Textauszug:
──────

IKZ-HAUSTECHNIK, Ausgabe 05/2005, Seite 50 ff.

KLIMATECHNIK

Abnahmeverfahren an raumlufttechnischen Anlagen

Teil 2: Messverfahren

Prof. Dr. Andreas Henne*

Die Abnahme einer raumlufttechnischen Anlage ist - wenn sie gewissenhaft erfolgt - eine aufwendige Prozedur. Im ersten Teil dieser Artikelserie (Ausgabe 3/2005) wurden die formalen Aspekte zum Ablauf des Abnahmeverfahrens angesprochen. In diesem zweiten und abschließenden Teil werden nunmehr die wichtigsten Messverfahren vorgestellt.

Nach der Vollständigkeits- und Funktionsprüfung erfolgt die Funktionsmessung. Sie soll nachweisen, dass die RLT-Anlage die vorgegebenen Sollwerte aus der Ausschreibung und der Planung erfüllt. Die DIN EN 12599 [1] schreibt dazu die erforderlichen Messungen entsprechend des Anlagentyps vor (Tabelle 1). Die Funktionsmessungen beziehen sich sowohl auf die im Raum als auch auf die in der Zentrale eingebauten Komponenten eines RLT-Systems. Im Folgenden werden entsprechend der Tabelle 1 die Messungen zum einen am Gerät bzw. im Luftleitungsnetz und zum anderen im Raum dargestellt.

Messungen am Gerät bzw. im Luftleitungsnetz

Luftstrom

Der Luftvolumenstrom ist für die Einhaltung des geforderten Raumklimas hauptverantwortlich. Somit fällt der Luftstrommessung eine große Bedeutung zu. Da in Abhängigkeit des Abstandes zur nächsten Störquelle das Geschwindigkeitsprofil sehr stark ausgeprägt sein kann, sind Punktmessungen unzulässig. Stattdessen müssen mehrere Messungen durchgeführt werden, um somit ein Profil zu erhalten.

Bild 1: Schema einer RLT-Anlage.

Notwendigkeit: Die Messung ist auf jeden Fall durchzuführen.

──────

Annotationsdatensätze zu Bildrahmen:
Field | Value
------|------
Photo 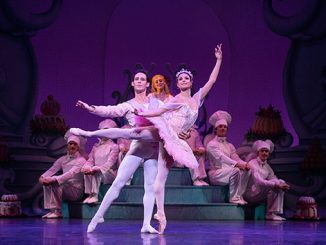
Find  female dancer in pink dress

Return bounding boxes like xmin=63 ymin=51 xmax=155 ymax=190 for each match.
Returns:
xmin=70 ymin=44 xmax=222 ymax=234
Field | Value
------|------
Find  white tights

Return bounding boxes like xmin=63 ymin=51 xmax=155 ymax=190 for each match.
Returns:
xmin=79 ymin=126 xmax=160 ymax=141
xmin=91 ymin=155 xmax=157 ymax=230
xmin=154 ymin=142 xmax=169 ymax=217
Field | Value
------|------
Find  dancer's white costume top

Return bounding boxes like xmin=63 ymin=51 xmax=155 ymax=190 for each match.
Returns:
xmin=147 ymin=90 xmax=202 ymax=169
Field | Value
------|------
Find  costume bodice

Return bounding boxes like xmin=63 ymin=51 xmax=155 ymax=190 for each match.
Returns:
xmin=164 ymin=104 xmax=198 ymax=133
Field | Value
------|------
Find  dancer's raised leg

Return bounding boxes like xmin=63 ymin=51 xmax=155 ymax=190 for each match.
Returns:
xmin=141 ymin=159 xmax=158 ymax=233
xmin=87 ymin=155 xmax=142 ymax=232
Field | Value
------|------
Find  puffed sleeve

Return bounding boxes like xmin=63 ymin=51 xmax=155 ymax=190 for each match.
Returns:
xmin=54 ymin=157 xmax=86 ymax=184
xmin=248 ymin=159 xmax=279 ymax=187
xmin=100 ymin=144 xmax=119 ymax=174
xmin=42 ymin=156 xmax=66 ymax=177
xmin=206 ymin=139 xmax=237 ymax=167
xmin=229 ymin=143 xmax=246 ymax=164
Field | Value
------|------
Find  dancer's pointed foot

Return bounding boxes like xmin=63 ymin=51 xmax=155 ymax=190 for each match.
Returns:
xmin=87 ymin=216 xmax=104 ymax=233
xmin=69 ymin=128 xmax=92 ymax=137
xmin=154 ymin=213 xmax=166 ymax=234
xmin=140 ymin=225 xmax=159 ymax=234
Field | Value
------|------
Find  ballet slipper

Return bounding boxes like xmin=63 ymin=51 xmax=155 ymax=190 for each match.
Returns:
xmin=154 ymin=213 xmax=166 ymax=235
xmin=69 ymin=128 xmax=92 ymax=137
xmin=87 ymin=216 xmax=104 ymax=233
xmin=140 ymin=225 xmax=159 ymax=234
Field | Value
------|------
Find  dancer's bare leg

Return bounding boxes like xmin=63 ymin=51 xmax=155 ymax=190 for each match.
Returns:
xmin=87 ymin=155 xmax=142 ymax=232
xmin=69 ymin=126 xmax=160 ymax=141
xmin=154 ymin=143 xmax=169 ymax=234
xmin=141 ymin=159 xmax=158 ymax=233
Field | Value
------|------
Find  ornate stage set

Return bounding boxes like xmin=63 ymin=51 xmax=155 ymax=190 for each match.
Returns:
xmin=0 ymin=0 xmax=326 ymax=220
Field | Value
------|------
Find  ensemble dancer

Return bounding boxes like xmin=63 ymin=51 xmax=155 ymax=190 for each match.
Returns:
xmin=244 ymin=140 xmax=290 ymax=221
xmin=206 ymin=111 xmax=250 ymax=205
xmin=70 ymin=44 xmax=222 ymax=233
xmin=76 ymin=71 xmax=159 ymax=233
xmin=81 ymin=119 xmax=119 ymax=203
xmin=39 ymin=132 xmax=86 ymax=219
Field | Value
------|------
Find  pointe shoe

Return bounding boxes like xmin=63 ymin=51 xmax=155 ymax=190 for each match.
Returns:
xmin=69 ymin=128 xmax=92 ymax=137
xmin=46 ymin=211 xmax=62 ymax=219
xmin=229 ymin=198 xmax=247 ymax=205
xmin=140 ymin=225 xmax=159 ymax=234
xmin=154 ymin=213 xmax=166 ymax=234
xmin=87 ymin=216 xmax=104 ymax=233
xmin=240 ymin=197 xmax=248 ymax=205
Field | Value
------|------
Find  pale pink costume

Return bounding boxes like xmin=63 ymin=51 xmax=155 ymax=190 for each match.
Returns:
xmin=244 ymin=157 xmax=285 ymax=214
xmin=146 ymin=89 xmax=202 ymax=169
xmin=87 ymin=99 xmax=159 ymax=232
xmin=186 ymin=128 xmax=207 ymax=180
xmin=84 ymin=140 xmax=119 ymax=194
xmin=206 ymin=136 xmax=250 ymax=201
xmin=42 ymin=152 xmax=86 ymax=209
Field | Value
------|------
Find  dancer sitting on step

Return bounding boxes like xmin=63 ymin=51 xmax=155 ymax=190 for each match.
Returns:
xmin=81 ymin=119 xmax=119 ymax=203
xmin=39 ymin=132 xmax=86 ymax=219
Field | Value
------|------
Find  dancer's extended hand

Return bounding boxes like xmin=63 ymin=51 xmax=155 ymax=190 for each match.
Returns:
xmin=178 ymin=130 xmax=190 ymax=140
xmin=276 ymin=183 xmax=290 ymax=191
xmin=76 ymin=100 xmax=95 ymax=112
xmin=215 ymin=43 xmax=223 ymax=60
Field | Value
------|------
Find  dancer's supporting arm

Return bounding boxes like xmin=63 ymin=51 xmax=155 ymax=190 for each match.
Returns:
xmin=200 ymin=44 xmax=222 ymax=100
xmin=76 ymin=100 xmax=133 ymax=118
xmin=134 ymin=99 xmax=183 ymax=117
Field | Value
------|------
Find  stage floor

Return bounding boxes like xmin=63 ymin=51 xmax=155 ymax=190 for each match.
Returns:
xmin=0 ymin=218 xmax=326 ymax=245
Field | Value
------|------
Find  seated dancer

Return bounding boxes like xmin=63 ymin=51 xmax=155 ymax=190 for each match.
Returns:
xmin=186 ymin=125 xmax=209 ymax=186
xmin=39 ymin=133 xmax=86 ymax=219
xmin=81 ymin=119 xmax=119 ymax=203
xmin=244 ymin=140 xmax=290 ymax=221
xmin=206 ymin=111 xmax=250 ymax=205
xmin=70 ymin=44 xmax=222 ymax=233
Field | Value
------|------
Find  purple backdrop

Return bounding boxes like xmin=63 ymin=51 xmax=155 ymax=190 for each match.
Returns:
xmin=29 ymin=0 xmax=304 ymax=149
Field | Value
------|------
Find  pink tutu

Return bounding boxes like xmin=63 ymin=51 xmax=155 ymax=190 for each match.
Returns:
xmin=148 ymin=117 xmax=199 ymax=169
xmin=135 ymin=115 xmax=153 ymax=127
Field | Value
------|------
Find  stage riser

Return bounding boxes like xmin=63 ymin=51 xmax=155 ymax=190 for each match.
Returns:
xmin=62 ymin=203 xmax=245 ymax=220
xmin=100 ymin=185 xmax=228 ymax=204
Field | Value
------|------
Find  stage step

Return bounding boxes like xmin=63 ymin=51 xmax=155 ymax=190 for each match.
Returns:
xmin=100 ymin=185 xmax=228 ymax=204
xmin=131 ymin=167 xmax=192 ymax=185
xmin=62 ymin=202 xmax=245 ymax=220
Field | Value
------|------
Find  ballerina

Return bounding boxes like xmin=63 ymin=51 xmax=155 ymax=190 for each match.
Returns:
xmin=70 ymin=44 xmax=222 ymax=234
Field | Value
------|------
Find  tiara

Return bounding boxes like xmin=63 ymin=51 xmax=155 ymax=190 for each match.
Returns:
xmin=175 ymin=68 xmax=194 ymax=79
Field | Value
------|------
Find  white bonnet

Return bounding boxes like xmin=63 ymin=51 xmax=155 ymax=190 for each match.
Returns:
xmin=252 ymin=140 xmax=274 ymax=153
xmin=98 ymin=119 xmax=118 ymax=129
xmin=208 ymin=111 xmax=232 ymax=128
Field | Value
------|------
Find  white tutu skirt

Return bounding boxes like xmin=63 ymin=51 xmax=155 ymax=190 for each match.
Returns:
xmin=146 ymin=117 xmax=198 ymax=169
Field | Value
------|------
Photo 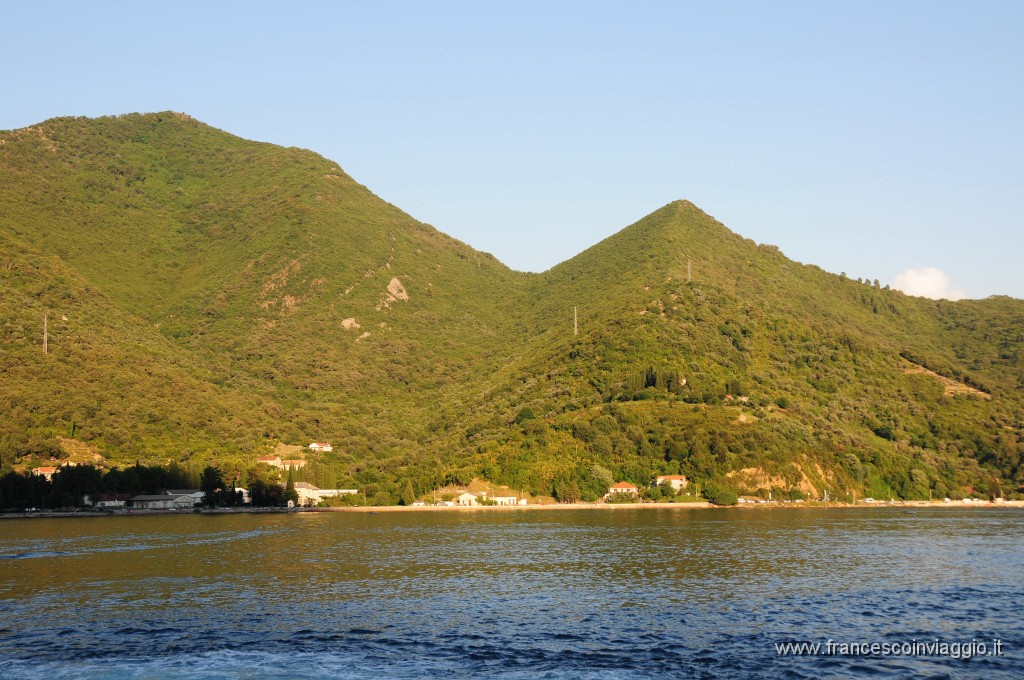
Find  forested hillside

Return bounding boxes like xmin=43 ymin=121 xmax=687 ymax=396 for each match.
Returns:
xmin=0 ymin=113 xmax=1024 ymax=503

──────

Zu erledigende Aufgaben:
- a) Beantworte anhand des Textauszugs:
(i) In welcher Ausgabe erschien der erste Teil der Artikelserie?
(ii) Welche Norm schreibt die erforderlichen Messungen entsprechend des Anlagentyps vor?
(iii) Weshalb sind Punktmessungen bei der Luftstrommessung unzulässig?
- b) Gib den Textauszug von „Die Abnahme einer“ bis einschließlich „wichtigsten Messverfahren vorgestellt.“ wieder und ersetze dabei „Prozedur“ durch „Angelegenheit“.

Lösungen der Übung:
- a)
(i) In Ausgabe 3/2005.
(ii) Die DIN EN 12599.
(iii) Das Geschwindigkeitsprofil kann in Abhängigkeit des Abstandes zur nächsten Störquelle sehr stark ausgeprägt sein.

- b)
Die Abnahme einer raumlufttechnischen Anlage ist - wenn sie gewissenhaft erfolgt - eine aufwendige Angelegenheit. Im ersten Teil dieser Artikelserie (Ausgabe 3/2005) wurden die formalen Aspekte zum Ablauf des Abnahmeverfahrens angesprochen. In diesem zweiten und abschließenden Teil werden nunmehr die wichtigsten Messverfahren vorgestellt.